Requirement A> In the passage on literature and August Wilson, what grade did Wilson's teacher give his paper on Napoleon?
Requirement B> In the passage on literature and August Wilson, update everything from "Among the challenges" down to "nations and cultures.", changing "felicity" to "grace".
*** Extracted text ***
Among the challenges for the creative writer is the need to use English language with the same felicity and authenticity with which the Bhasha writers use their vernaculars. No amount of humanistic concern can evolve without the use of a language that makes genuine human speech resonate with the truly human thought. In this era of globalization, it is perhaps a unique phenomenon to see the underlying unity running through the literary productions of diverse nations and cultures.

Literature (or Literatures), therefore, must fruitfully visualize and recognize the social, psychological and humanistic needs of the free and equal partnership of people working together for the common good characterized by tolerance, respect for freedom, compassion and progressive democracy. The margin/centre binaries need to be explored to create a more equitable society.

From the above discussion about the impact of literature in shaping sensibilities and approaches to life in different times, climes and spaces, I find it pertinent to share with my young friends here my unforgettable meeting and conversation with two-time Pulitzer Prize winner, August Wilson, during my Fulbright Fellowship year at the University of Washington, Seattle. When I asked Wilson about his ‘drop-out’ experience at Gladstone school that had brought an end to his formal education, he wistfully responded: 

Yes. It was at Gladstone High School … when our history teacher asked us to write a paper on a historical personage. I chose Napoleon because Napoleon had always fascinated me as a self-made emperor. I prepared a twenty-page paper and titled it “Napoleon’s Will to Power.” My teacher refused to believe I had written the paper. I showed him the bibliography and the footnotes but he wasn’t convinced. He gave me a failing grade ‘E’ on the paper. I tore the paper up and threw it in the wastebasket and walked out of school. (Ghosh 2005: 24)
*** Supplied data ***
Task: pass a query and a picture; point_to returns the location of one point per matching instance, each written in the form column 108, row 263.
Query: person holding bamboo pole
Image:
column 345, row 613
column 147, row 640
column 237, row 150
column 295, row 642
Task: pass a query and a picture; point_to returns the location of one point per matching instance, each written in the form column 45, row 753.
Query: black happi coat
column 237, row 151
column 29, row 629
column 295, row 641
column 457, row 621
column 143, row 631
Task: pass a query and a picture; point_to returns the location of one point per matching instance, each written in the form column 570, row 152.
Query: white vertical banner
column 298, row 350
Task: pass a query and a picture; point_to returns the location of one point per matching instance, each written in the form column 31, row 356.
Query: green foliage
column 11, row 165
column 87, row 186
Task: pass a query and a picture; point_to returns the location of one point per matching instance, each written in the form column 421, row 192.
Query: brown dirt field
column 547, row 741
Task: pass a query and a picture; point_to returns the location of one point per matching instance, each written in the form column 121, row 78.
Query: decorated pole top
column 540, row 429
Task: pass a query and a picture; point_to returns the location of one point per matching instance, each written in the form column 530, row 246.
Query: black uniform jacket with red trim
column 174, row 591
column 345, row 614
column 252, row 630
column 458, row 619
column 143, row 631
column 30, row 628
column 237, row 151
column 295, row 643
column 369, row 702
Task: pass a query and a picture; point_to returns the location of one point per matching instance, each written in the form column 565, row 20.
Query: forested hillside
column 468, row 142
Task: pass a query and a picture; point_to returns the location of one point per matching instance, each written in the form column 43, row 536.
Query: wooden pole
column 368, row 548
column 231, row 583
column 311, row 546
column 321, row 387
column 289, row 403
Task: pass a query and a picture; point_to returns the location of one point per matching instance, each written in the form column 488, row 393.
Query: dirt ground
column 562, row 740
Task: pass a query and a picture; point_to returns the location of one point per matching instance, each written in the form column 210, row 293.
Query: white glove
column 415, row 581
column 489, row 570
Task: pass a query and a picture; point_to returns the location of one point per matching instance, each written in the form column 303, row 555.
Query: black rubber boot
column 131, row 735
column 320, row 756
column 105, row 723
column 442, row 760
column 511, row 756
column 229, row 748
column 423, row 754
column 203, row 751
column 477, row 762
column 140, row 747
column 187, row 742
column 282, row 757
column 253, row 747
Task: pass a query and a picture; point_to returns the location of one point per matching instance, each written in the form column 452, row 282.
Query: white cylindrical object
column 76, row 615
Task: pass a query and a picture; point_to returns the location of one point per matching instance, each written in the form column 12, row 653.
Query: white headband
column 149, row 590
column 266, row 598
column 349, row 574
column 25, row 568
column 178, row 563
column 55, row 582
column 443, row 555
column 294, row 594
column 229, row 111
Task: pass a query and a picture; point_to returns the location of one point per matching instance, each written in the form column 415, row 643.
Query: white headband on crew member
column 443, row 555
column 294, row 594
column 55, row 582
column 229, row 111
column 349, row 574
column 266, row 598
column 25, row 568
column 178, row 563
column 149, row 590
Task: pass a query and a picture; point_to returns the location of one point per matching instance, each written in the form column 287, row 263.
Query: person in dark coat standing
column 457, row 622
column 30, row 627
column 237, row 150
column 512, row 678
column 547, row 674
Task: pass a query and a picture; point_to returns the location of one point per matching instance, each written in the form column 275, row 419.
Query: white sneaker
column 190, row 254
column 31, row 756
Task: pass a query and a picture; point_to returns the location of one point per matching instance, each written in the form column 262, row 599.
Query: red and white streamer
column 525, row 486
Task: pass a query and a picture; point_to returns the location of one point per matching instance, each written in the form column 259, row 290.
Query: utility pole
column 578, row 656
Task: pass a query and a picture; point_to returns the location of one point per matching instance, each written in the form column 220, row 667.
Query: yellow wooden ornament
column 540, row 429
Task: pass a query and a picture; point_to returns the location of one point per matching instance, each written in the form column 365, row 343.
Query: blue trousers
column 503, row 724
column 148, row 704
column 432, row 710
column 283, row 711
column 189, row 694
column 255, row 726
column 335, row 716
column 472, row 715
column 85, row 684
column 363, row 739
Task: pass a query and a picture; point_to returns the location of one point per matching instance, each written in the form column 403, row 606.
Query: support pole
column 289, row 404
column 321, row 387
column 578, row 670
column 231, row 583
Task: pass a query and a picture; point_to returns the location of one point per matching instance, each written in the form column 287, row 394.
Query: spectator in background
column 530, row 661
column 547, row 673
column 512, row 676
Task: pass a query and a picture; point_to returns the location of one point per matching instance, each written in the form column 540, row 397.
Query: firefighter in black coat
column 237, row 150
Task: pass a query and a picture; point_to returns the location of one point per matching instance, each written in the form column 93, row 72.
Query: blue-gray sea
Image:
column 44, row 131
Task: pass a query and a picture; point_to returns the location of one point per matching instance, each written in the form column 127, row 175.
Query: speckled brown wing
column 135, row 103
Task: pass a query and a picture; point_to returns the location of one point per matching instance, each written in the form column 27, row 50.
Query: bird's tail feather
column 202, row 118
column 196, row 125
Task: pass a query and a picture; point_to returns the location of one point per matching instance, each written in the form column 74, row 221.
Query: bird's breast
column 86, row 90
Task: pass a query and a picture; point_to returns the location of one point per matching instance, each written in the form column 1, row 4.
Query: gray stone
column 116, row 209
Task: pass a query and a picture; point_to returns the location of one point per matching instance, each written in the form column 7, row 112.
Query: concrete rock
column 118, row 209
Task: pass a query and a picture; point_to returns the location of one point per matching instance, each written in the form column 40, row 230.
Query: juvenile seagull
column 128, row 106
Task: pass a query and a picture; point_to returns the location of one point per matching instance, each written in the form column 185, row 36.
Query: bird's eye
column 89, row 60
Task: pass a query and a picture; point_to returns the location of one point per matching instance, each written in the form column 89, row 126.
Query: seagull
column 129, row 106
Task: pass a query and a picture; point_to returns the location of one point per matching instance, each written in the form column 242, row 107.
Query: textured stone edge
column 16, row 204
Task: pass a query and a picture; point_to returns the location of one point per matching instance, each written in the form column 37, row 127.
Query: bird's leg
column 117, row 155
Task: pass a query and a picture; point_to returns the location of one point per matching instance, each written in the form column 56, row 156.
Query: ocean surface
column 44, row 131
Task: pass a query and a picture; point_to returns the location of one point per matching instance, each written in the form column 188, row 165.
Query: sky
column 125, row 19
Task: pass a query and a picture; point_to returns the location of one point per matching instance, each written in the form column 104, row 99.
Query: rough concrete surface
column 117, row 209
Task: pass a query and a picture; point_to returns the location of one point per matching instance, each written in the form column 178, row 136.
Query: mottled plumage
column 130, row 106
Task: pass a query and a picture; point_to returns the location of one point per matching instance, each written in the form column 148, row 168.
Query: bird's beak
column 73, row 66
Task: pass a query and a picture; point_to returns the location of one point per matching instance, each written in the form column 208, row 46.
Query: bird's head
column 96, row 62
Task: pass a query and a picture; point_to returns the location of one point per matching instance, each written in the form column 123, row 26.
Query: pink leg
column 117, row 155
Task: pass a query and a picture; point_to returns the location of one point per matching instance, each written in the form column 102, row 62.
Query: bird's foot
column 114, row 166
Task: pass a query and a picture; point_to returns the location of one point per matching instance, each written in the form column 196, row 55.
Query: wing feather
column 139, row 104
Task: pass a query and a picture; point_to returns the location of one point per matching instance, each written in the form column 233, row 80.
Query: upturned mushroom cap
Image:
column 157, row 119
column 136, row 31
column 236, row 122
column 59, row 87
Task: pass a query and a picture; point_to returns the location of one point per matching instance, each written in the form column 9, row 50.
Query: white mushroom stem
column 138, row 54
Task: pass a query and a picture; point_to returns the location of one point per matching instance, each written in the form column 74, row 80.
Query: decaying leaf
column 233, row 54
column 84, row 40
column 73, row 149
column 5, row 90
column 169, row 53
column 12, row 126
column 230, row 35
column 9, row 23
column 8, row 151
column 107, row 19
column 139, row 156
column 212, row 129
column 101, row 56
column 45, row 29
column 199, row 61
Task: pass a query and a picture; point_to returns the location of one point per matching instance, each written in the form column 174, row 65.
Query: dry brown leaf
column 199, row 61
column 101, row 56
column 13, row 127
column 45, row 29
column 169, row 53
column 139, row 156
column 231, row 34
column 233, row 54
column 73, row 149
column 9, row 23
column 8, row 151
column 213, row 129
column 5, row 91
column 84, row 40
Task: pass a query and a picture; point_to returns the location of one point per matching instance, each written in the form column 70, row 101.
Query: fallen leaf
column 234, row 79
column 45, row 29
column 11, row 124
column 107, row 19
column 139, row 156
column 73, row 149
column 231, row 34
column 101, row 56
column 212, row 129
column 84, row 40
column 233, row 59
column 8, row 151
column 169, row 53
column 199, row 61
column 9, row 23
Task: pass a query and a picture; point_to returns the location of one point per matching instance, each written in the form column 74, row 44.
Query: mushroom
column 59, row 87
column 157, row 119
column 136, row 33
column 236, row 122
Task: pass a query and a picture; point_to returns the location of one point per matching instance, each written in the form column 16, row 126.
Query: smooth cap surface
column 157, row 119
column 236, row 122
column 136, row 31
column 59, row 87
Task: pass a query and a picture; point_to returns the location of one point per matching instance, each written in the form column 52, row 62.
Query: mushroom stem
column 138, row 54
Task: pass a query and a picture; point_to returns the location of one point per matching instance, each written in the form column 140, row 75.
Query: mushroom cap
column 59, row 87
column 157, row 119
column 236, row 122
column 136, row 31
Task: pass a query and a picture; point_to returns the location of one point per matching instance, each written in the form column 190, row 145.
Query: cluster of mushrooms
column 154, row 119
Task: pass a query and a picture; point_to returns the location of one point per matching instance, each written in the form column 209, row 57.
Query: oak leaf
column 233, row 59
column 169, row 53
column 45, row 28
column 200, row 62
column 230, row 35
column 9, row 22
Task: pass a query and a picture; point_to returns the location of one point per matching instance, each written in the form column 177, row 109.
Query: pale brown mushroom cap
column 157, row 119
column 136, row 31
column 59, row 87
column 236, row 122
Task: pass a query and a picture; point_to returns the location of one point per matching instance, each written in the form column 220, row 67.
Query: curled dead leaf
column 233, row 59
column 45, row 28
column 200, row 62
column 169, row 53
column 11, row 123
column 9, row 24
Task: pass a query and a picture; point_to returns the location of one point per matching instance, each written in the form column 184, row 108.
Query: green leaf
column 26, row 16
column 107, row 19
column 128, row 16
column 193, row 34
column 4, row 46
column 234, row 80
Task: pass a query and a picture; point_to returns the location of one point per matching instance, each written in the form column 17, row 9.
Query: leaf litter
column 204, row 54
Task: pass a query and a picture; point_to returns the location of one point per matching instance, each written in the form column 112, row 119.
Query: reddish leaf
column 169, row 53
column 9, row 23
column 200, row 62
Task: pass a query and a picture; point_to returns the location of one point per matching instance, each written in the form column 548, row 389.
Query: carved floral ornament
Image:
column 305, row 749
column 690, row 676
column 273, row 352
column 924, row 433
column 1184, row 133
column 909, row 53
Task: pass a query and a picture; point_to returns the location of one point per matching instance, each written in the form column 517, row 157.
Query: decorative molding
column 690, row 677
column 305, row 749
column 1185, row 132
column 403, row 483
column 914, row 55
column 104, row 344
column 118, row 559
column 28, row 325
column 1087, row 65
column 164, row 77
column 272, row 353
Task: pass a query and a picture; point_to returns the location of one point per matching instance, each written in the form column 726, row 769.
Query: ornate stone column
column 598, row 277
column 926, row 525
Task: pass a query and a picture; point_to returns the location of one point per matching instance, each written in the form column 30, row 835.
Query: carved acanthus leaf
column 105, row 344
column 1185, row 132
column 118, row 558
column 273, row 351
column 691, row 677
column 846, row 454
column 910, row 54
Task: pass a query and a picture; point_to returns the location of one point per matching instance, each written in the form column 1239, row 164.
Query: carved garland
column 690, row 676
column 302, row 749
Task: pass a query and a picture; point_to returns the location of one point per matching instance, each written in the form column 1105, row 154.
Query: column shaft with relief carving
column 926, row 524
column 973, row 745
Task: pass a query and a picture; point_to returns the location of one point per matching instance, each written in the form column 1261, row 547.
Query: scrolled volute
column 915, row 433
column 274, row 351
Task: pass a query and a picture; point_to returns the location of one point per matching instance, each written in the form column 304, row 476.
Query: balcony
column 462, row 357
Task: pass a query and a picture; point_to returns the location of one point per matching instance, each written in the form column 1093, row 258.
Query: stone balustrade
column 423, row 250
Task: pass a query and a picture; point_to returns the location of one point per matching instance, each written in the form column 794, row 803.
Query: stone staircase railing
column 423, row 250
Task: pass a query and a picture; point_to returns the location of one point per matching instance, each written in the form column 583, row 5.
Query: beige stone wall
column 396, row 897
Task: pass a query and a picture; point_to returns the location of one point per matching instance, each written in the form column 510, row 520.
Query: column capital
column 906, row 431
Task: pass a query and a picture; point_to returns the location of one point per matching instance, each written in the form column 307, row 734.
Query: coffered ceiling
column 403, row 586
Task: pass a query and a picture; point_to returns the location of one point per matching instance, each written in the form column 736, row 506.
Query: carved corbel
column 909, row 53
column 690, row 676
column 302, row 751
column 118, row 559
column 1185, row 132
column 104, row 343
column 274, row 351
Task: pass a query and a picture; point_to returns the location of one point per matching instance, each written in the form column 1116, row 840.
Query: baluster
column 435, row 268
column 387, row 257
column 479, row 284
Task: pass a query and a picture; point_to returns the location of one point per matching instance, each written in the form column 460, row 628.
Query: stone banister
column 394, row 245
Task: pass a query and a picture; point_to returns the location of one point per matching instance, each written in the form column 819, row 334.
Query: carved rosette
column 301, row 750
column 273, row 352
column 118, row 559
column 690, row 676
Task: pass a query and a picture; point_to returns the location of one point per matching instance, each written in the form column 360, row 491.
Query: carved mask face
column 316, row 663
***
Written response A> A failing grade, 'E'.

Written response B>
Among the challenges for the creative writer is the need to use English language with the same grace and authenticity with which the Bhasha writers use their vernaculars. No amount of humanistic concern can evolve without the use of a language that makes genuine human speech resonate with the truly human thought. In this era of globalization, it is perhaps a unique phenomenon to see the underlying unity running through the literary productions of diverse nations and cultures.